Les théâtres russes qui ne sont pas financés par l’État ont du mal à survivre en province. Par exemple, pour financer le festival international Kolyada-Plays, vous avez donné en gage votre propre appartement. Quant à l'entretien du théâtre, vous êtes parfois obligé de dépenser vos droits d'auteur. Croyez-vous qu'en France, le travail aurait été plus facile ?

L'organisation du théâtre en France diffère radicalement de celle qui est en place en Russie. A commencer par une chose très étrange : il n'y a pas de lumières au-dessus de la scène dans un théâtre français, elles sont emmenées sur une charrette par des ouvriers embauchés et ils les mettent à chaque fois selon nos instructions. Dans les théâtres russes, les lumières sont là en permanence, elles sont simplement tournées selon l’angle voulu. Enfin, en France il n'existe pas de troupes permanentes, sauf, peut-être, celle de la Comédie Française. Voilà pourquoi les artistes cherchent eux-mêmes des projets théâtraux et passent les castings. En Russie, tout est absolument le contraire. Chez nous, dans chaque ville ou presque, il existe au minimum un théâtre, et même le plus souvent plusieurs, qui ont des troupes permanentes d’au moins une cinquantaine de personnes. Mes collègues français pensent que ce système est hallucinant, trop lourd. J'ai l'impression que presque tous les théâtres français ne sont que des salles où des metteurs en scène différents montrent un certain nombre de spectacles et repartent ensuite. J'ai entendu dire que ces théâtres ont du mal à remplir leurs salles et ne donnent que cinq ou six spectacle par mois. Je ne juge pas ce système, il est tout simplement différent.

Pourtant, vous vous êtes bien adapté à ce système à en juger par vos salles pleines...

Les producteurs français nous ont avoué qu'ils ne s'attendaient pas à un tel succès financier. Ils se préparaient psychologiquement à une perte totale et ne pensaient pas voir en salle plus de 50-100 personnes. Mais tout a été différent pour deux raisons.

Premièrement, en France, à la différence de la Russie, la critique théâtrale a beaucoup de prestige. En Russie, il y a plusieurs critiques théâtraux qui ne sont entendus que par les spécialistes et non pas par les spectateurs ! Mais le goût d'un critique du Monde, tout le monde lui fait confiance. C’est en tout cas l'impression que j'ai. Si un critique de ce journal écrit que tel spectacle est nul, il argumente son point de vue et décortique la mise en scène dans le moindre détail... Donc, Le Monde a publié une critique très positive sous le titre Un théâtre sauvage venu de Sibérie (alors que nous ne venons pas du tout de Sibérie, mais de l'Oural). Les spectateurs ont fait confiance au journal et sont venus au spectacle !

→ **Exercices à réaliser**:
1. D'après le texte fourni, sous quel titre Le Monde a-t-il publié sa critique du spectacle ?
2. Selon le texte fourni, pourquoi les artistes en France cherchent-ils eux-mêmes des projets théâtraux et passent-ils des castings ? Répondez en une à trois phrases.
Les données ci-dessous n'ont aucun rôle dans ce travail.

→ **Données fournies**:

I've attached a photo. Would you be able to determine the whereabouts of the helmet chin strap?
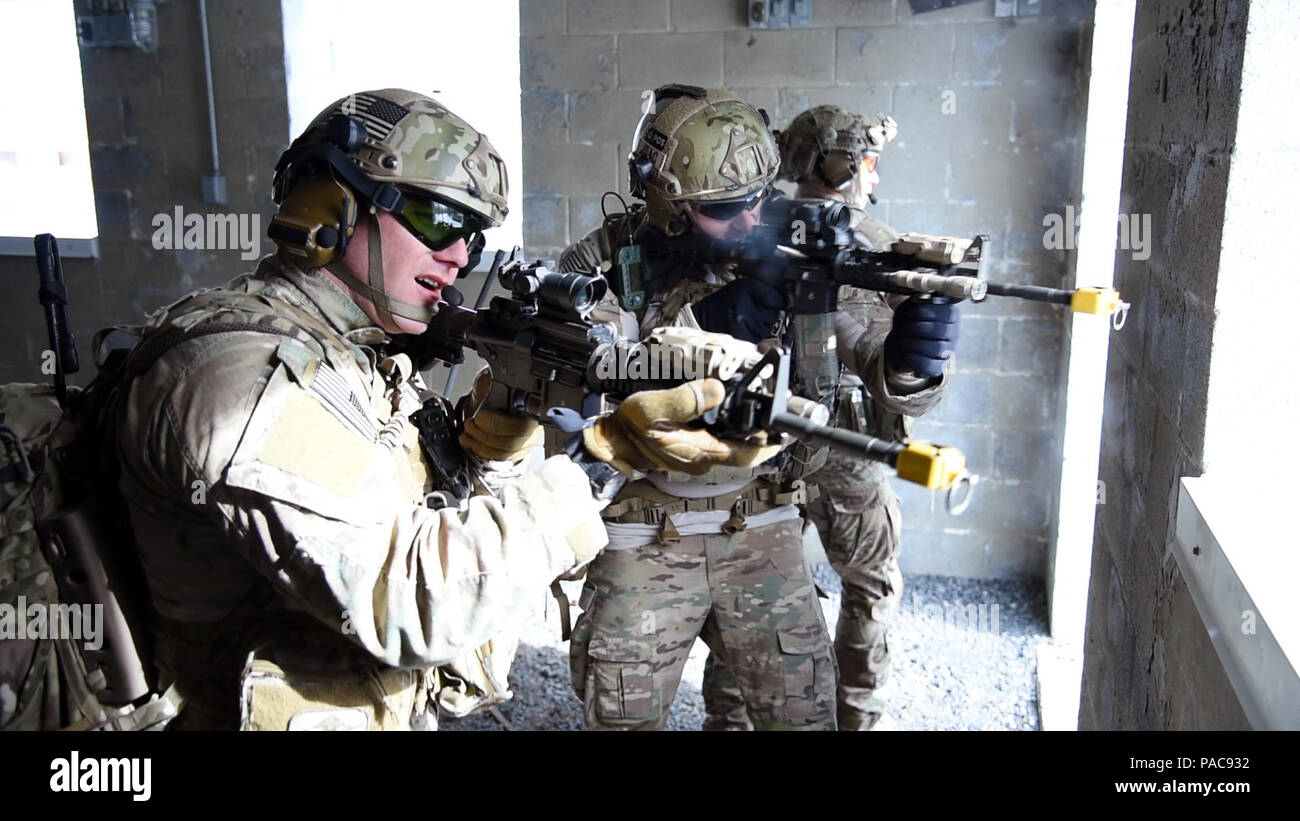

→ **Réponses**:
1. Sous le titre « Un théâtre sauvage venu de Sibérie ».

2. En France, il n'existe pas de troupes permanentes, sauf peut-être celle de la Comédie-Française. Les artistes doivent donc trouver eux-mêmes leurs projets et passer des castings.